* Given problem
Rewrite all of the entries below, replacing "integer pixel values" with "whole-number pixel coordinates" and leaving everything else unchanged.

****************

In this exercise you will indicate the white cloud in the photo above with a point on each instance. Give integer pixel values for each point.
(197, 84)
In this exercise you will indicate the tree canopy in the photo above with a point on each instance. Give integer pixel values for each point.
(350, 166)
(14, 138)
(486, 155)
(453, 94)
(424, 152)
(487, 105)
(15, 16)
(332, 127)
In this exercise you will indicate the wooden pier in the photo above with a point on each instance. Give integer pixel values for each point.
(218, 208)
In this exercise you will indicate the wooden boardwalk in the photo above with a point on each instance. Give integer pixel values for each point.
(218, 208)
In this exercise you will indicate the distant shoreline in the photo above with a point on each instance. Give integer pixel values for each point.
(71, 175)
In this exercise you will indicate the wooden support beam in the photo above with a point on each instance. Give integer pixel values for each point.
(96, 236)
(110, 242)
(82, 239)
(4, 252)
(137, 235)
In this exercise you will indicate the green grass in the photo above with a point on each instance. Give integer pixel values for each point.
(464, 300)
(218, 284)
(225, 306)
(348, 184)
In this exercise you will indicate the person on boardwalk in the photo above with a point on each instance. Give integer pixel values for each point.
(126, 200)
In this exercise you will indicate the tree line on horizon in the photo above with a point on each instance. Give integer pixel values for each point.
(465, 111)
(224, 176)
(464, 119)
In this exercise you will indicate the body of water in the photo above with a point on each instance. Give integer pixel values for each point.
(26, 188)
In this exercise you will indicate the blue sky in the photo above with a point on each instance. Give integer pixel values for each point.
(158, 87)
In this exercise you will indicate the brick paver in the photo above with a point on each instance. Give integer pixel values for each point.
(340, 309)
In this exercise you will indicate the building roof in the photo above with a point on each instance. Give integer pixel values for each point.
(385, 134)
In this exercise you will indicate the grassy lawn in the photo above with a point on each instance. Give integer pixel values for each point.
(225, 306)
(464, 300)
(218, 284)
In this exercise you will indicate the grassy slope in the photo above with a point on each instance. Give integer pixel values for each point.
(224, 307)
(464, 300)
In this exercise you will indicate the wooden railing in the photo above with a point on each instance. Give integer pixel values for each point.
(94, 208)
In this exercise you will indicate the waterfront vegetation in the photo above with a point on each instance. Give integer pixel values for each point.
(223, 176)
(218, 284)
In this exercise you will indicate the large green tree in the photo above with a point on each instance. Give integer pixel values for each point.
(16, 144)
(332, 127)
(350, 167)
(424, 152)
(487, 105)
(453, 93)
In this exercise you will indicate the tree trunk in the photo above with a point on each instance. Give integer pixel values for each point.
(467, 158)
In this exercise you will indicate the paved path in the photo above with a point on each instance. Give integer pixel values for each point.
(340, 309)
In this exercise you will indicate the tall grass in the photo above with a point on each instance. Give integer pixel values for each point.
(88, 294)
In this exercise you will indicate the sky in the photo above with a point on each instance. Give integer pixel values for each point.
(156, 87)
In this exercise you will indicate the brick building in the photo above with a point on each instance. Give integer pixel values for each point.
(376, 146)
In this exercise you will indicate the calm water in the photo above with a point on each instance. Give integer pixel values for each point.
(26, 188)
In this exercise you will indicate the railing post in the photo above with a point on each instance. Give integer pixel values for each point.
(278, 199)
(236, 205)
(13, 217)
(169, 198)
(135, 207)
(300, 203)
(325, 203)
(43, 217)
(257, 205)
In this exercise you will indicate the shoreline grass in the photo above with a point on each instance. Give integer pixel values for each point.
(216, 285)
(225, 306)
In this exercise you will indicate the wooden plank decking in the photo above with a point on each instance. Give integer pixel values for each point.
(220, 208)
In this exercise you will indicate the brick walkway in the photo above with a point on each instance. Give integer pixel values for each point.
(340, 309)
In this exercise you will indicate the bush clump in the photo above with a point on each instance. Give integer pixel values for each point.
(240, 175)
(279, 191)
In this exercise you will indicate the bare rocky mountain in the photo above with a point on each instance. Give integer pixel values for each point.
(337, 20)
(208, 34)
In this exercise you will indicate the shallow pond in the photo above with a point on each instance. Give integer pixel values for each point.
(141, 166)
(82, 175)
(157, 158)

****************

* Solved exercise
In this exercise you will indicate the white cloud in the photo above with a point on each instance. Give whole-number pixel coordinates for each point.
(197, 84)
In this exercise you will indicate the tree canopy in the photo above with a point on each instance. Give whole-number pixel coordinates for each point.
(350, 166)
(14, 138)
(486, 155)
(453, 94)
(424, 152)
(487, 105)
(15, 16)
(332, 127)
In this exercise you will indicate the wooden pier in the photo above with a point on each instance. Give whole-number pixel coordinates for each point.
(218, 208)
In this exercise you will indicate the wooden boardwalk in the photo above with a point on each instance. Give whole-number pixel coordinates for each point.
(218, 208)
In this exercise you will indicate the distant shoreline in the photo above with a point on each instance. Give whole-number pixel coordinates for each point.
(71, 175)
In this exercise you will indicate the wooden support beam in the photo above with a point on each instance. Give whole-number pixel coordinates for each point.
(96, 236)
(110, 242)
(82, 239)
(4, 252)
(137, 235)
In this exercise you will indicate the green grass in the photo above with a point on each instance. Give whole-number pixel coordinates for each point.
(464, 300)
(218, 284)
(225, 306)
(348, 184)
In this exercise you will indicate the person on boardwalk in the photo above with a point on each instance. Give whole-number pixel coordinates for each point.
(126, 200)
In this exercise you will indicate the tree line on horizon in the photo above with a point on each instance. Give whole-number pixel coordinates for each point.
(465, 111)
(224, 176)
(464, 119)
In this exercise you will indicate the body of water in the photo above with a point on each instance. Give whole-number pixel coordinates for each point.
(26, 188)
In this exercise you will indicate the blue sky in the photo above with a point on each instance. Give whole-number pixel coordinates for each point.
(158, 87)
In this exercise you will indicate the brick paver in the photo above with a point on each instance. Give whole-number pixel coordinates for each point.
(340, 309)
In this exercise you will indicate the building roof in the photo above with a point on each instance. Give whole-number pixel coordinates for each point.
(385, 134)
In this exercise you will indicate the grassy lawn in the photo above with a point on each instance. Give whole-number pixel coordinates for each point.
(225, 306)
(464, 300)
(218, 284)
In this exercise you will indicate the grassy slope in the photo above with a point on each instance. Give whole-number pixel coordinates for each point.
(224, 307)
(464, 300)
In this exercise you will indicate the wooden railing in the photo above with a point on each instance. Give whole-number pixel coordinates for each point.
(94, 208)
In this exercise you will indicate the waterfront vegetation in the photo above with a point on each instance. Give whole-number pixel coordinates for each point.
(223, 176)
(218, 284)
In this exercise you will indicate the large green tree in the photo above with a point on each instance. Give whole-number pixel coordinates for each point.
(16, 144)
(332, 127)
(350, 167)
(424, 152)
(487, 105)
(453, 93)
In this exercise you will indicate the tree trunk in the photo above with a point on each instance. Give whole-number pixel coordinates for each point.
(467, 158)
In this exercise you will indicate the paved path in the photo above with a point on each instance. Give whole-number pixel coordinates for each point.
(340, 309)
In this exercise you will indicate the tall grass in the photo above with a point on each instance. Give whole-number pixel coordinates for each point.
(88, 294)
In this exercise you will indicate the sky in the photo above with a point on each instance. Give whole-number pixel coordinates for each point.
(156, 87)
In this exercise you will indicate the brick building in the photo above with a point on each instance. Give whole-number pixel coordinates for each point.
(376, 146)
In this exercise you will indicate the calm water in the photo above with a point on each instance. Give whole-number pixel coordinates for each point.
(26, 188)
In this exercise you will indicate the railing post in the photo above with a point on each instance. Give whole-number pixel coordinates for each point.
(278, 199)
(236, 205)
(13, 217)
(169, 198)
(135, 207)
(300, 203)
(325, 203)
(43, 217)
(257, 205)
In this exercise you will indicate the shoreline grass in the photo above with a point on each instance. Give whole-number pixel coordinates for each point.
(216, 285)
(225, 306)
In this exercise you will indicate the wooden plank decking in the photo above with a point on each instance. Give whole-number pixel coordinates for each point.
(220, 208)
In this exercise you will indicate the brick walkway in the photo above with a point on each instance. Give whole-number pixel coordinates for each point.
(340, 309)
In this exercise you will indicate the bush clump in the photo above with a point on each instance. Give whole-number pixel coordinates for each point.
(240, 175)
(279, 191)
In this exercise you will indicate the bare rocky mountain in the photo above with a point on each instance. Give whole-number pixel coordinates for each point.
(337, 20)
(208, 34)
In this exercise you will indicate the shallow pond in the photo above with a point on each instance. Give whole-number pixel coordinates for each point.
(141, 166)
(82, 175)
(157, 158)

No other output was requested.